Source excerpt
>> start

# Old and new chickens meeting



## soosywoosy (Oct 15, 2021)

Hi! I've had four Lohmann Browns for two years, they have a garden shed with a window in it as their base and they can free range around the once garden, now desolate back yard...
Today, I was given three youngish chickens, two of one type and one pale orangey one. How can I introduce them and how long will it take for them to get used to each other? I put the new ones in the back room that doesn't have much in it right now, to settle a bit then left the back door open so they could see each other. Then I left the door wide open and the old chickens are making noise and the new ones were in a corner of the room. Right now, two old ones are shut in the back room with the new ones. Any advice appreciated.


----------



## imnukensc (Dec 5, 2020)

Put them all out in the yard to free range. Let them sort it out. As long as there is no great blood loss things will work out.


----------



## soosywoosy (Oct 15, 2021)

They new young ones look like they could be Orpingtons, two black (one larger than the other) and a buff. I'm a bit concerned about the buff, I've read they are a meek type of chicken. Would it be dangerous in anyway if I separated her and made her more of a pet?


----------



## robin416 (Sep 8, 2013)

Chickens are very dependent on being with their own kind. Separating her from the other two would be hard on her. 

If things are more violent than you can handle what can you do to separate them outside so they can get to know each other?

>> end

Given instruction 1
In the chicken thread, swap "back room" for "spare room" and write out the passage starting with "Today, I was" and going on through "Any advice appreciated.".

[Named object pointing rows]

>> start

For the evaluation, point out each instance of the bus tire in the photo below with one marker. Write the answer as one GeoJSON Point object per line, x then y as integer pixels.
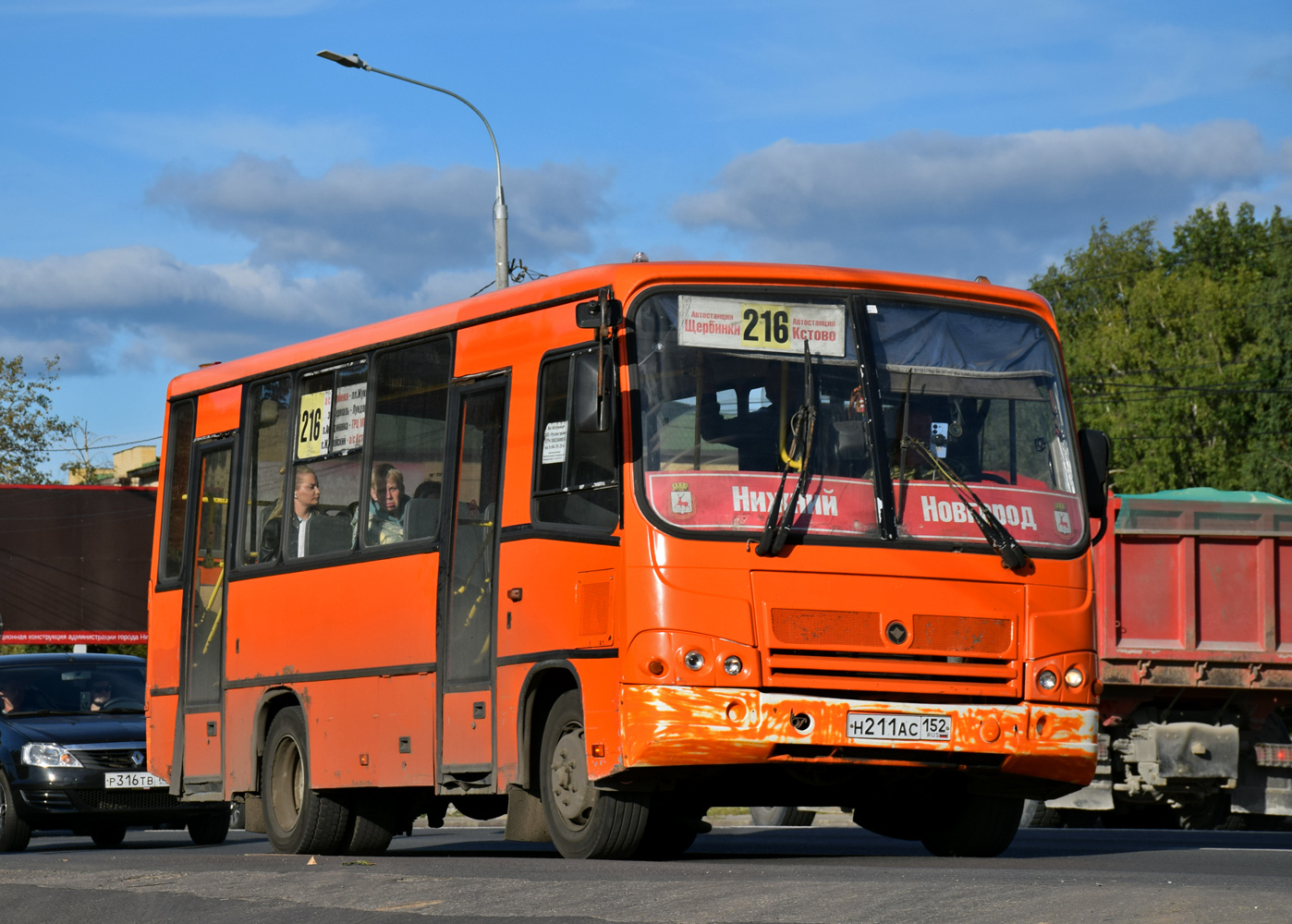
{"type": "Point", "coordinates": [298, 820]}
{"type": "Point", "coordinates": [671, 829]}
{"type": "Point", "coordinates": [15, 833]}
{"type": "Point", "coordinates": [584, 822]}
{"type": "Point", "coordinates": [781, 816]}
{"type": "Point", "coordinates": [976, 826]}
{"type": "Point", "coordinates": [210, 829]}
{"type": "Point", "coordinates": [366, 837]}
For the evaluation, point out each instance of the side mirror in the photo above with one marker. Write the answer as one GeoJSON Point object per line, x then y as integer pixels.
{"type": "Point", "coordinates": [1096, 460]}
{"type": "Point", "coordinates": [601, 313]}
{"type": "Point", "coordinates": [591, 402]}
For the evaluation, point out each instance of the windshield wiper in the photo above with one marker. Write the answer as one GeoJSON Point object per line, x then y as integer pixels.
{"type": "Point", "coordinates": [801, 425]}
{"type": "Point", "coordinates": [1012, 554]}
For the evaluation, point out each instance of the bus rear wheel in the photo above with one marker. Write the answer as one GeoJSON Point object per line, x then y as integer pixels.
{"type": "Point", "coordinates": [298, 820]}
{"type": "Point", "coordinates": [584, 822]}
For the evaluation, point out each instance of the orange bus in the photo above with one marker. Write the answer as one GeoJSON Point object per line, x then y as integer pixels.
{"type": "Point", "coordinates": [603, 551]}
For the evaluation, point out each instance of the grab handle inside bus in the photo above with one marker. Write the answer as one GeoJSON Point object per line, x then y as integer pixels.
{"type": "Point", "coordinates": [591, 389]}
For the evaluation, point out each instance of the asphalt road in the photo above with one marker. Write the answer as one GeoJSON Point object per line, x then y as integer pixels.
{"type": "Point", "coordinates": [734, 874]}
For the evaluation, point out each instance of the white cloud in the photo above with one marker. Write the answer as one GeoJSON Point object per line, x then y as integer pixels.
{"type": "Point", "coordinates": [960, 206]}
{"type": "Point", "coordinates": [133, 307]}
{"type": "Point", "coordinates": [393, 224]}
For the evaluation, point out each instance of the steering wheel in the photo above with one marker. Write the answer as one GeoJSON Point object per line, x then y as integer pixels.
{"type": "Point", "coordinates": [116, 702]}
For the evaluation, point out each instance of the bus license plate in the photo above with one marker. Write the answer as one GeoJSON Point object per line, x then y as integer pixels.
{"type": "Point", "coordinates": [132, 781]}
{"type": "Point", "coordinates": [890, 726]}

>> end

Given instruction 2
Copy verbatim the rows starting with the line that contains "For the evaluation, point out each instance of the grab" and going on through the final line of the rows.

Final answer 1
Today, I was given three youngish chickens, two of one type and one pale orangey one. How can I introduce them and how long will it take for them to get used to each other? I put the new ones in the spare room that doesn't have much in it right now, to settle a bit then left the back door open so they could see each other. Then I left the door wide open and the old chickens are making noise and the new ones were in a corner of the room. Right now, two old ones are shut in the spare room with the new ones. Any advice appreciated.

Final answer 2
For the evaluation, point out each instance of the grab handle inside bus in the photo above with one marker. Write the answer as one GeoJSON Point object per line, x then y as integer pixels.
{"type": "Point", "coordinates": [591, 389]}
For the evaluation, point out each instance of the asphalt road in the photo above with one marker. Write the answer as one GeoJSON Point object per line, x then y as integer pixels.
{"type": "Point", "coordinates": [734, 874]}
For the evaluation, point out each instance of the white cloud in the photo above with one marker. Write the answer as one GeoJSON Point object per line, x then y as integer pixels.
{"type": "Point", "coordinates": [960, 206]}
{"type": "Point", "coordinates": [133, 307]}
{"type": "Point", "coordinates": [393, 224]}
For the evaluation, point out each instance of the steering wheel in the photo above with one marker. Write the answer as one GeoJSON Point object per line, x then y as integer pixels.
{"type": "Point", "coordinates": [116, 702]}
For the evaluation, point out each instance of the bus license plate in the photo above with one marker. Write the answer as one GeoJSON Point object per line, x then y as integer pixels.
{"type": "Point", "coordinates": [132, 781]}
{"type": "Point", "coordinates": [890, 726]}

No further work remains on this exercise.